[Recorded information — start]

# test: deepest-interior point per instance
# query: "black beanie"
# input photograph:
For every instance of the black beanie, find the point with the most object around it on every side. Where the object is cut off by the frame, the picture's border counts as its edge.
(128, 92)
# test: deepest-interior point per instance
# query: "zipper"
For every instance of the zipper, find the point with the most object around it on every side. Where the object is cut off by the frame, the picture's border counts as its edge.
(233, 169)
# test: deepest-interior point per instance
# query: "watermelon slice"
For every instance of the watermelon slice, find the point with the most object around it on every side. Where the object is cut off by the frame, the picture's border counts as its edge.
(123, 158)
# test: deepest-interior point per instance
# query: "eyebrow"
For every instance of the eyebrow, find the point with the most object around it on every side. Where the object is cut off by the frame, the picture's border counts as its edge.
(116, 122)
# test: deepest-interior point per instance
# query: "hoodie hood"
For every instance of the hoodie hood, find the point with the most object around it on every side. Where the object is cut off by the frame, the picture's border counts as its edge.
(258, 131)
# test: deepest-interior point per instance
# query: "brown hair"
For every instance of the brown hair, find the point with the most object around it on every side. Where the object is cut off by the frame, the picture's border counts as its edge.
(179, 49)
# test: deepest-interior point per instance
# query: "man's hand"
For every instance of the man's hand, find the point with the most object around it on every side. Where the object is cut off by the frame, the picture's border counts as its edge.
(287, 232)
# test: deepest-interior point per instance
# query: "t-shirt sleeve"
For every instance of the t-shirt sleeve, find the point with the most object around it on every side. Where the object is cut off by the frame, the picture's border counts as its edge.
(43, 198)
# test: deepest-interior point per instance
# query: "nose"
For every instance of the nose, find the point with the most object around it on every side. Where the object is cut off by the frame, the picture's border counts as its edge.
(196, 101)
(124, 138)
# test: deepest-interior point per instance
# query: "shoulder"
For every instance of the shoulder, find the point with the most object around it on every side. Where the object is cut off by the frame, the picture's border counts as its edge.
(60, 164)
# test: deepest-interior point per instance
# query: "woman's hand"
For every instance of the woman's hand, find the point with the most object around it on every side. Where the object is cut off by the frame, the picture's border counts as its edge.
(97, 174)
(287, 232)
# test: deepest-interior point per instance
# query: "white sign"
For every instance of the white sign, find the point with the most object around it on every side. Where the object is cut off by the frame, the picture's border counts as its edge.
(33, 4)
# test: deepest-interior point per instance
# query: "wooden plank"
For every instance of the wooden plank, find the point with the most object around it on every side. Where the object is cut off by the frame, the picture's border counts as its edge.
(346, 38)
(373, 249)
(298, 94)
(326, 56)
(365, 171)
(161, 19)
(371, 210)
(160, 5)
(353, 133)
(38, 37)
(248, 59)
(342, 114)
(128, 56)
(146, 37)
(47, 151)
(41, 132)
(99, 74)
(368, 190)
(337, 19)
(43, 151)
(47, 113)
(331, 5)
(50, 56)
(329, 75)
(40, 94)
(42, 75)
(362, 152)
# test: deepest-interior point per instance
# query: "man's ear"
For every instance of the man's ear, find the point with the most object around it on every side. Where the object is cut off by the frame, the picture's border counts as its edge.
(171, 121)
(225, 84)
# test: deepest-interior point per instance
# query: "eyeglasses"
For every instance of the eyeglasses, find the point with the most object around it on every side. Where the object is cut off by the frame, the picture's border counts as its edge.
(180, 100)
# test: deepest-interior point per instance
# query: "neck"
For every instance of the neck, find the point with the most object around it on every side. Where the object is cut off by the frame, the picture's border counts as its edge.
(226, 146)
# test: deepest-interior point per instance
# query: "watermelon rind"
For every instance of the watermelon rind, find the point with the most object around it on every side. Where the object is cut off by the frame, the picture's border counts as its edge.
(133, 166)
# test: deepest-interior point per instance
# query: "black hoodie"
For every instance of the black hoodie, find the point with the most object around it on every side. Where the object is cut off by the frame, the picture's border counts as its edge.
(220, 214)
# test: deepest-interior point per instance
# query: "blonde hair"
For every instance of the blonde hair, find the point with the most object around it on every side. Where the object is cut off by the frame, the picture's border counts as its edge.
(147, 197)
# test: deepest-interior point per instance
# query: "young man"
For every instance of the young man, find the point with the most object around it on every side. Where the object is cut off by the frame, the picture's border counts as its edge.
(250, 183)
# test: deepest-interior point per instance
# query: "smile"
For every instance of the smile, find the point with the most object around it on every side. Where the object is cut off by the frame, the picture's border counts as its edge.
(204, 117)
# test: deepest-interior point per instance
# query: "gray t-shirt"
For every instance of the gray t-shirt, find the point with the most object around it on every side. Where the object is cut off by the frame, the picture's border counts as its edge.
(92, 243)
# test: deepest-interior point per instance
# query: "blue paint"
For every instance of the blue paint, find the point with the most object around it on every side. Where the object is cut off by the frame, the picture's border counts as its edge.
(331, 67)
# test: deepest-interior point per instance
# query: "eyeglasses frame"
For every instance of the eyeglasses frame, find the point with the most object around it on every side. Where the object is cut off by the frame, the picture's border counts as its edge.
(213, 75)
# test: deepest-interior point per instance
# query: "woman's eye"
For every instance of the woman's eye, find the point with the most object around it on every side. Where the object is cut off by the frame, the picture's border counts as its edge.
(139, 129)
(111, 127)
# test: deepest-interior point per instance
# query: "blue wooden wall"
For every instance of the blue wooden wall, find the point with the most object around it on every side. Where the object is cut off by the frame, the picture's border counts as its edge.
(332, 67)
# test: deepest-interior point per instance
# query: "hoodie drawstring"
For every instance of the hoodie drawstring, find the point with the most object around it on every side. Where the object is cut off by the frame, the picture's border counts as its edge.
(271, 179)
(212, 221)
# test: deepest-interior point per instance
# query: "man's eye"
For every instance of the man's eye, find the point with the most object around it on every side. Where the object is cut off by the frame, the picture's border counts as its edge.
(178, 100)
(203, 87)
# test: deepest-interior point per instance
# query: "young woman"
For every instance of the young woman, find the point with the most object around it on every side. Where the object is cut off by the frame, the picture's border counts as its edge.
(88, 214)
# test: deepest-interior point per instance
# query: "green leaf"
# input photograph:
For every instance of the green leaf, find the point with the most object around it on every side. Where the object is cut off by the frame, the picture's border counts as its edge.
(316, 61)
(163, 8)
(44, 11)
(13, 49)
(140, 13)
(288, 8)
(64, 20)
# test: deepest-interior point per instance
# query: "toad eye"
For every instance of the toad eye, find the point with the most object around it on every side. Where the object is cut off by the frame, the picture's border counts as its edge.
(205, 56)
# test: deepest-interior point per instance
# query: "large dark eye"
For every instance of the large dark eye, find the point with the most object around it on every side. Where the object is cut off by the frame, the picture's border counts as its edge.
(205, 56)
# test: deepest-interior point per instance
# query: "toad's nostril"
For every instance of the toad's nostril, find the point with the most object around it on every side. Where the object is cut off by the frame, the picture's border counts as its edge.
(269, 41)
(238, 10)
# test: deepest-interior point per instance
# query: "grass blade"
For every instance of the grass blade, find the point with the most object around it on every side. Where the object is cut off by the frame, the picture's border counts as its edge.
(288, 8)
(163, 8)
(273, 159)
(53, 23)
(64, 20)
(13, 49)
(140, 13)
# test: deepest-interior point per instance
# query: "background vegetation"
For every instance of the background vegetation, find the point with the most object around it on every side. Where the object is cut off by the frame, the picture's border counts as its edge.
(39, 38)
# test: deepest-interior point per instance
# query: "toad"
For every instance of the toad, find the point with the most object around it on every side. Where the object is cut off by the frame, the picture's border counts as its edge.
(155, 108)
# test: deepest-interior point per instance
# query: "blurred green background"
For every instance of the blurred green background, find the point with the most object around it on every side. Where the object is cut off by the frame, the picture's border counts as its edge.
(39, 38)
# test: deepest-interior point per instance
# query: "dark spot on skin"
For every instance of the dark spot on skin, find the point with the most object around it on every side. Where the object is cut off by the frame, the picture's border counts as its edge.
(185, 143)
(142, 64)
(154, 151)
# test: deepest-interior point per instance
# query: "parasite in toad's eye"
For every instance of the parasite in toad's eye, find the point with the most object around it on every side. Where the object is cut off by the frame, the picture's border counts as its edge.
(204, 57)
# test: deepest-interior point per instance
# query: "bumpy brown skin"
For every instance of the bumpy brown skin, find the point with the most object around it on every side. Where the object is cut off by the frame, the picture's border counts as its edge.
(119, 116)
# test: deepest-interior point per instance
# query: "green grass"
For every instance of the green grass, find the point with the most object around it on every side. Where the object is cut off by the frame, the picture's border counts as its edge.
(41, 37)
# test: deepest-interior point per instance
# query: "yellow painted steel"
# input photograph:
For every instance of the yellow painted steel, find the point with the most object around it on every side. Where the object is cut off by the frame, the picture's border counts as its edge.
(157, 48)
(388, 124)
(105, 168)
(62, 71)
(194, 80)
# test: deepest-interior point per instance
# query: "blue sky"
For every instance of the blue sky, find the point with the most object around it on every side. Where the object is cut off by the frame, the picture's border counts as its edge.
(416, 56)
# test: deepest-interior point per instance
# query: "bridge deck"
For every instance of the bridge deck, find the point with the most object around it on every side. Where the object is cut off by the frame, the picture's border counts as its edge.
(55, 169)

[Recorded information — finish]

=== What you need to do ===
Print, exactly as they appear above, the lines running from the one with "For every instance of the green grass, find" through the final line.

=== Output below ===
For every instance of the green grass, find the point with the most object around it on every side. Where the object is cut off by the frame, the picture's border counts as its edge.
(41, 37)
# test: deepest-interior point per instance
# query: "yellow painted steel"
# input photograph:
For every instance of the yellow painted steel, find the point with the most object around it on every side. Where the object is cut off by the frame, the picture's border counts as its edge.
(157, 48)
(388, 124)
(105, 168)
(62, 71)
(194, 80)
# test: deepest-interior point per instance
# query: "blue sky"
For every instance of the blue sky, find the point with the most object around it on every side. Where the object is cut off by the frame, the picture's border counts as its edge.
(416, 56)
# test: deepest-interior point per instance
# query: "bridge deck"
For every instance of the bridge deck, find the point with the most object around it on every side. Where the object is cut off by the frame, the picture's border counts as its edge.
(55, 169)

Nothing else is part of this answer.